Instructions for the task: An exact copy of every record below is what's needed here.

(Referring expression pointing data)
◆ ◆ ◆ ◆
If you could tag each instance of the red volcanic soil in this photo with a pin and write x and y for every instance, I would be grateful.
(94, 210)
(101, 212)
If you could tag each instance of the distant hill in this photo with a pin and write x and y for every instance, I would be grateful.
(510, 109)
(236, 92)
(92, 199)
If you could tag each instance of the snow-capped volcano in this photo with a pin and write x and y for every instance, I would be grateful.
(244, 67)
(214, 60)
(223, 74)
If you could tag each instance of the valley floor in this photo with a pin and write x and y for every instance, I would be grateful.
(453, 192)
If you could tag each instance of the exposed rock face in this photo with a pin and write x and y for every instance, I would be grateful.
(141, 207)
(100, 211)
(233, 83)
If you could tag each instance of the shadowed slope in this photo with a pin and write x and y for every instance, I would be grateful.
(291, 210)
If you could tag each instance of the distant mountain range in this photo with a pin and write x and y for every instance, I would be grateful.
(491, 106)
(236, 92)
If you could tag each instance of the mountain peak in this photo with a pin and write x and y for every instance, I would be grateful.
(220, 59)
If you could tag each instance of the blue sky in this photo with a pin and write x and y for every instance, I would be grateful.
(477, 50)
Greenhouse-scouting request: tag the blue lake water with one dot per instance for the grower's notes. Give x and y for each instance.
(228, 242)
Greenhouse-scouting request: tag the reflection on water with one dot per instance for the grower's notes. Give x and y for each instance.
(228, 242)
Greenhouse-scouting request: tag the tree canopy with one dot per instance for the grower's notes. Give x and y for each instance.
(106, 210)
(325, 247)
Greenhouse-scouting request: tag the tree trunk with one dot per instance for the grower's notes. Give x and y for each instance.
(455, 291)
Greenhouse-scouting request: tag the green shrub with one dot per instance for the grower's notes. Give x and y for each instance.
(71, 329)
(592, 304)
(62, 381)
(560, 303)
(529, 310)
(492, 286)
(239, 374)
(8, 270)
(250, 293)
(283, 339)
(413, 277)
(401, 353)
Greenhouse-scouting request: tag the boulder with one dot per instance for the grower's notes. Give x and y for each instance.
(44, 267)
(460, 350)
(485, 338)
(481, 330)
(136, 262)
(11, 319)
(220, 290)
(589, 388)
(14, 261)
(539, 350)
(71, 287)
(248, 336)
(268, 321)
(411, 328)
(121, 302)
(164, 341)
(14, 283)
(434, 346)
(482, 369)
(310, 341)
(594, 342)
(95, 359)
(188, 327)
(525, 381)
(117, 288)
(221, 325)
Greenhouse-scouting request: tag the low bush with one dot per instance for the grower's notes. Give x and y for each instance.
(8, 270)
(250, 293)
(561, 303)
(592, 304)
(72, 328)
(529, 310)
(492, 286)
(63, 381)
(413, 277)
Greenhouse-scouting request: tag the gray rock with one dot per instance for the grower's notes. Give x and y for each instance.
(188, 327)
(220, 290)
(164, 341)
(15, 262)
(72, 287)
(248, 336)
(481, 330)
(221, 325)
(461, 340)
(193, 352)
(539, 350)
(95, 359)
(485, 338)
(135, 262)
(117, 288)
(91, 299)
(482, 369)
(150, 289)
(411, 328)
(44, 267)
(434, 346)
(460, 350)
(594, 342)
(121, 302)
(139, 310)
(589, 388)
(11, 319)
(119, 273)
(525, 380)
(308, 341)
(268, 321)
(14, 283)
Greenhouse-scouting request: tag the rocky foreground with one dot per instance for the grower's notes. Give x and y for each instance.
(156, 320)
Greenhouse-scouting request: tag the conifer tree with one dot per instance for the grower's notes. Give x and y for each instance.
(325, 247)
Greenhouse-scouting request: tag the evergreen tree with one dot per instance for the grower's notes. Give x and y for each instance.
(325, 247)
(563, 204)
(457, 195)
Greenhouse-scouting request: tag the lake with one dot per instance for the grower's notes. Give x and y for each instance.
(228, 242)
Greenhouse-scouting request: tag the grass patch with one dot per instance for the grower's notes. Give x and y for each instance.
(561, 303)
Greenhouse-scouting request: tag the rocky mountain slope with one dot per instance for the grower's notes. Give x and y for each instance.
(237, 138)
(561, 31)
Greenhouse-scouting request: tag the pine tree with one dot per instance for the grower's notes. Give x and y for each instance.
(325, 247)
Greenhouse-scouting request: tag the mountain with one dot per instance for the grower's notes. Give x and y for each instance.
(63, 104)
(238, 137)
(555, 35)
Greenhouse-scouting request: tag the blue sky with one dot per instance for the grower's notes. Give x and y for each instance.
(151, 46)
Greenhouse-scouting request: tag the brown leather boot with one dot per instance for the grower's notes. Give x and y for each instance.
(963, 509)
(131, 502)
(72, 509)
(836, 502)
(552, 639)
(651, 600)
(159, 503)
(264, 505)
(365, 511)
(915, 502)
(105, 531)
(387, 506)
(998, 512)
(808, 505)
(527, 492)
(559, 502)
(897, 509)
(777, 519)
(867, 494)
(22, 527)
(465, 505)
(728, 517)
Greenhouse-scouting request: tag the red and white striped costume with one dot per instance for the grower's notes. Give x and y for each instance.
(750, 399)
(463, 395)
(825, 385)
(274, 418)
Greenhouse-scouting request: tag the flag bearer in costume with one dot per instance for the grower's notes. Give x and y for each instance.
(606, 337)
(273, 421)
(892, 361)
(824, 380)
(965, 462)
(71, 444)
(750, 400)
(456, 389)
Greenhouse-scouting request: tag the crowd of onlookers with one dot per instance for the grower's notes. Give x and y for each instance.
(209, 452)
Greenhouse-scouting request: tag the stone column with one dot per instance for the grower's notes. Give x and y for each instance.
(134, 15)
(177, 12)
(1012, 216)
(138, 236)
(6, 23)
◆ ◆ ◆ ◆
Expected output:
If you could tag each instance of the red volcanic soil in this photo with a pin and write x and y for every instance, I would be grateful.
(94, 210)
(101, 212)
If you could tag each instance of the distant hill in this photo with a pin and write x and y for every instance, I would be grateful.
(510, 109)
(236, 92)
(92, 199)
If you could tag each instance of the snow-capped volcano in this photo with a pin and write x and y for every instance, I would be grateful.
(244, 67)
(214, 60)
(223, 74)
If you could tag each instance of the valley floor in this photo with a pin and write x and y for every instance, I would be grateful.
(453, 192)
If you could tag each instance of the exposed rock face in this photo with a pin and write x and y for every instance, I would be grateful.
(141, 207)
(100, 211)
(233, 83)
If you could tag each instance of the shadowed slope in this photo with a pin and write x and y for every instance, I would be grateful.
(291, 210)
If you could tag each instance of the distant mountain range in this photo with a pin and write x and y for every instance, I would be grateful.
(491, 106)
(236, 92)
If you could tag each instance of the mountain peak in this photo with a pin and write x and y for every instance, I would be grateful.
(220, 59)
If you could tag each instance of the blue sky in this photo with a pin and write x and y for every instance, I would be grateful.
(477, 50)
Greenhouse-scouting request: tag the blue lake water with one dot per instance for the grower's notes. Give x and y for each instance.
(228, 242)
Greenhouse-scouting request: tag the reflection on water with one dot per instance for the grower's notes. Give x and y for each instance.
(228, 242)
Greenhouse-scouting request: tag the tree canopy with one dot per instance for the grower's notes. Give x and y for each instance.
(106, 210)
(325, 247)
Greenhouse-scouting request: tag the tree trunk with one dot per instance for the grower's notes. Give x and y for each instance.
(455, 291)
Greenhouse-scouting request: tag the green shrub with one dot per instance for the grower's notes. Give x and y for each instance.
(71, 329)
(592, 304)
(62, 381)
(560, 303)
(529, 310)
(492, 286)
(239, 374)
(8, 270)
(250, 293)
(283, 339)
(413, 277)
(401, 353)
Greenhouse-scouting request: tag the boulder with one dot per instance for the grower's notes. Give x and y for each instance.
(44, 267)
(460, 350)
(485, 338)
(481, 330)
(136, 262)
(11, 319)
(220, 290)
(589, 388)
(14, 261)
(539, 350)
(71, 287)
(248, 336)
(268, 321)
(411, 328)
(121, 302)
(164, 341)
(14, 283)
(434, 346)
(482, 369)
(310, 341)
(594, 342)
(95, 359)
(188, 327)
(525, 381)
(117, 288)
(221, 325)
Greenhouse-scouting request: tag the low bush with one dot per instance for the grower's notes. Give x and y for each instance.
(8, 270)
(250, 293)
(561, 303)
(592, 304)
(72, 328)
(529, 310)
(492, 286)
(63, 381)
(413, 277)
Greenhouse-scouting request: tag the gray rock with one dot per instance for the grower's notes. Give x and y for each instance.
(188, 327)
(220, 290)
(164, 341)
(15, 262)
(72, 287)
(248, 336)
(481, 330)
(221, 325)
(461, 340)
(193, 352)
(539, 350)
(95, 359)
(485, 338)
(135, 262)
(117, 288)
(91, 299)
(482, 369)
(150, 289)
(411, 328)
(44, 267)
(434, 346)
(460, 350)
(594, 342)
(121, 302)
(139, 310)
(589, 388)
(11, 319)
(119, 273)
(525, 380)
(308, 341)
(268, 321)
(14, 283)
Greenhouse-scouting request: tag the rocky foreground with one dot per instance for the grower's notes. Give x and y for each instance.
(156, 320)
Greenhouse-scouting request: tag the conifer tree with one dot per instance for the grower's notes. Give x and y for each instance.
(325, 247)
Greenhouse-scouting request: tag the evergreen tree with one dot per instance for the grower's notes. Give x and y for each instance.
(325, 247)
(563, 204)
(457, 195)
Greenhouse-scouting request: tag the lake with one dot per instance for the grower's notes. Give x and y for each instance.
(228, 242)
Greenhouse-scouting request: tag the grass patch with one dot per instance for the grower's notes. Give x and y for each instance.
(561, 303)
Greenhouse-scouting request: tag the rocky mountain slope with one dot per instance for the grower's notes. Give x and y for each instance.
(237, 138)
(561, 31)
Greenhouse-scouting request: tag the pine tree with one dot per instance for the grower's notes. Give x and y for each instance.
(325, 247)
Greenhouse-scouting request: tag the mountain with one dot per instance for the grower's notes. Give x and y for each instance.
(63, 104)
(238, 137)
(555, 35)
Greenhouse-scouting request: tag the blue sky with one dot per instance for the grower's notes. Give x and y for each instance.
(151, 46)
Greenhouse-scouting request: tag the brown leather boot with one dot per instance for the grower's notes. Give x and y for each instance.
(963, 509)
(131, 502)
(72, 509)
(836, 502)
(552, 639)
(651, 600)
(159, 503)
(264, 505)
(365, 511)
(915, 502)
(105, 531)
(387, 506)
(998, 512)
(808, 505)
(527, 492)
(559, 502)
(897, 509)
(777, 519)
(867, 494)
(22, 527)
(465, 505)
(728, 517)
Greenhouse-scouting request: tag the red and white striped costume with one dot per instance for the grower's notes. Give x and y for each instance.
(750, 399)
(463, 395)
(825, 385)
(274, 418)
Greenhouse-scouting request: tag the flag bearer in costume with one dot per instance for the grower's notes. Give x and y for each instance.
(606, 337)
(273, 421)
(892, 361)
(824, 380)
(965, 462)
(71, 444)
(750, 400)
(456, 389)
Greenhouse-scouting request: tag the crowd of onlookers with one dot per instance for the grower's notes. Give x and y for each instance.
(209, 452)
Greenhouse-scouting request: tag the stone column with one dot per instance for the grower's notes. Give x and y for each instance.
(134, 15)
(177, 12)
(1012, 216)
(138, 236)
(6, 23)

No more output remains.